Given instruction A
For each statement below, say whether it agrees with the debate excerpt. Answer yes or no and quote the deciding words from the debate excerpt.
(i) Mr. Phillips says he supports the amendment.
(ii) The Minister of Highways asks Mr. Phillips why he supports the amendment.
(iii) Mr. Phillips says the mediation commission was set up before he was in the House.
Given instruction B
Answer these questions from the debate excerpt.
(i) What office does G.R. Lea hold?
(ii) Whom does Mr. Phillips tell that this is no laughing matter?
(iii) According to Mr. Phillips, who would use the board's catalogued reasons?

But in all sincerity, I think people are much more responsible….

HON. G.R. LEA (Minister of Highways): Come on, show us some leadership.

HON. MR. MACDONALD: Why do you support this amendment?

MR. PHILLIPS: I support this amendment because I really feel this is going to be…. (Laughter). Now listen, this is no laughing matter, Mr. Attorney General. You said you're going to be a sincere government; you're going to accept sincere….

I honestly feel that if this board would catalogue the reasons for its decisions, we would be able to look back in future years and be used by both labour and management as a great vast storehouse of knowledge. I think it would go a long way to helping to make this particular piece of labour legislation work; I really do. I don't think that it's going to work any great hardship; I think it would be a great forward move to

[ Page 900 ]

have this library of decisions years from now. The sooner we start….

That's what happened with the mediation board. They were to build up a vast storehouse of knowledge so that when a particular problem came up, they could go to it. If I remember, I was in the House when the mediation commission was set up. One of the purposes was to assemble facts and figures as to what happened under their jurisdictions — how much this particular company made, or how much they paid.

Data entries
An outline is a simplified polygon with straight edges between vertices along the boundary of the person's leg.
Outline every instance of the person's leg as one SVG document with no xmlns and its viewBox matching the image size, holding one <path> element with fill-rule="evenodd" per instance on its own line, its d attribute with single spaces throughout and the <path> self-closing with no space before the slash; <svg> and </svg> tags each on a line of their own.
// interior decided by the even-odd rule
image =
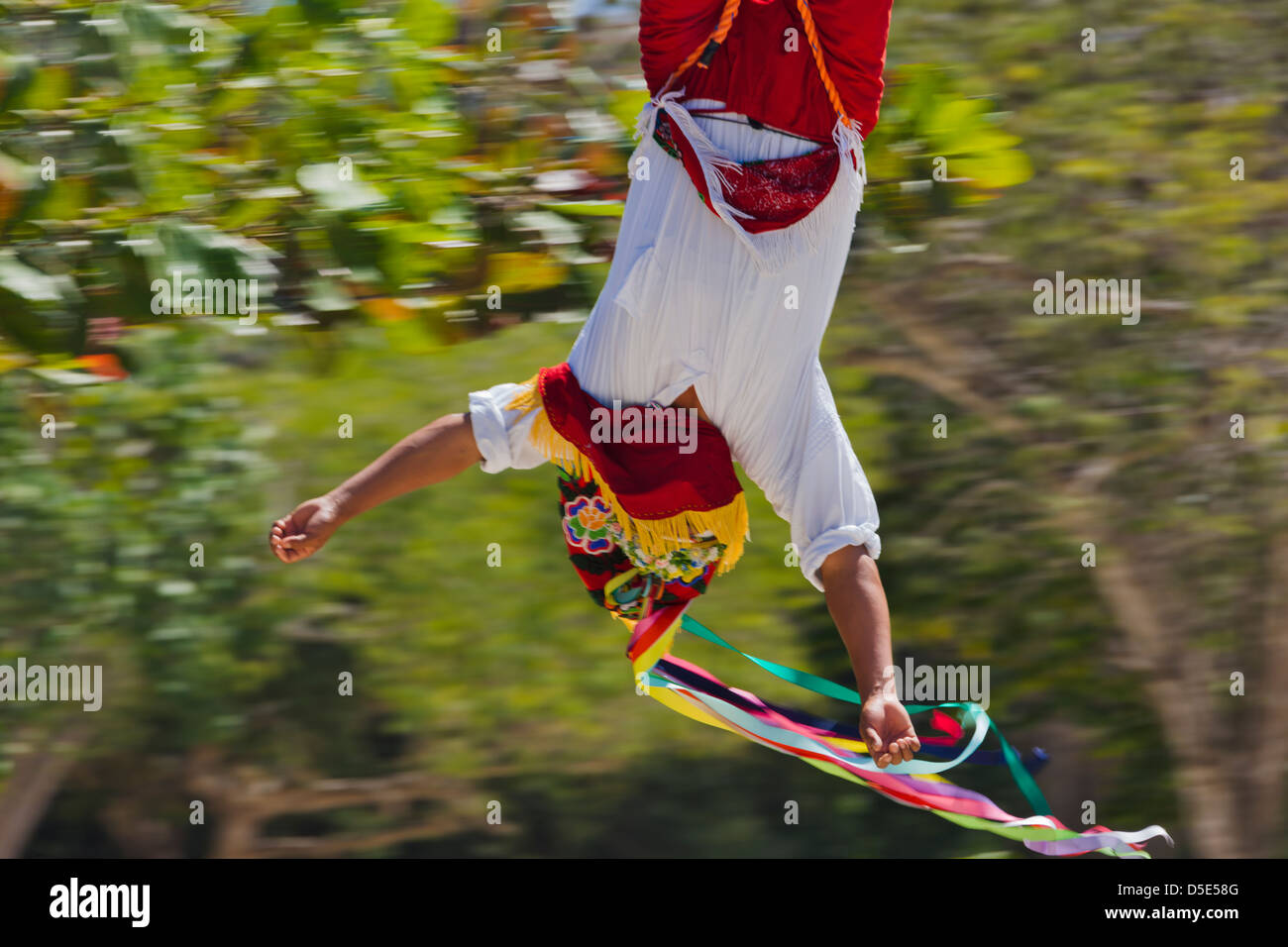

---

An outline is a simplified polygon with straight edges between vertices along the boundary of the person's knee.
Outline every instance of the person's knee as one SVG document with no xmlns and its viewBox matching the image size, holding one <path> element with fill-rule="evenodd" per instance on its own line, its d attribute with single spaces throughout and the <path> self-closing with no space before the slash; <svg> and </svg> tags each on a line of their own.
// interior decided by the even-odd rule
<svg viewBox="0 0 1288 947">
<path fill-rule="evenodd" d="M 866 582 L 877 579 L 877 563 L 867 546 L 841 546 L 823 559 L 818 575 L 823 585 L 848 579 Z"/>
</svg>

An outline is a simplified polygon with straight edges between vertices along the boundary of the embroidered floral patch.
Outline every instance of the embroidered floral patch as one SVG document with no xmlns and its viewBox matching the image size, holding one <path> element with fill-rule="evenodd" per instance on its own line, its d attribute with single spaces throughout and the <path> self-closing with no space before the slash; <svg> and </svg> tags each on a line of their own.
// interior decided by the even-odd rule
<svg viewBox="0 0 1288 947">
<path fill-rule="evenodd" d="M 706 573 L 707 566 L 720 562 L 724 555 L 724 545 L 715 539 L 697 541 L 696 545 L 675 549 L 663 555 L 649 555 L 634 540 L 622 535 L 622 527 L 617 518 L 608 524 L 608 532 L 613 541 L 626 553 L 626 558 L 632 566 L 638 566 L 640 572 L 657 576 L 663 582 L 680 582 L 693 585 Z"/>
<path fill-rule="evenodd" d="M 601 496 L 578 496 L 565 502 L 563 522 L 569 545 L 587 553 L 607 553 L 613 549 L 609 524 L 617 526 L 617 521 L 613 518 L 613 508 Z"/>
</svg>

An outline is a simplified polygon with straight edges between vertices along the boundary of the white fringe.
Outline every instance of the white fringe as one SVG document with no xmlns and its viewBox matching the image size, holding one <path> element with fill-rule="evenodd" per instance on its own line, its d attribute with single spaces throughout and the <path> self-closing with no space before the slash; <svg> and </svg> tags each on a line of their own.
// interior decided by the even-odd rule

Expected answer A
(i) Yes: "I support this amendment because I really feel this is going to be…."
(ii) No: "HON. MR. MACDONALD: Why do you support this amendment?"
(iii) No: "If I remember, I was in the House when the mediation commission was set up."

Expected answer B
(i) Minister of Highways
(ii) Mr. Attorney General
(iii) Both labour and management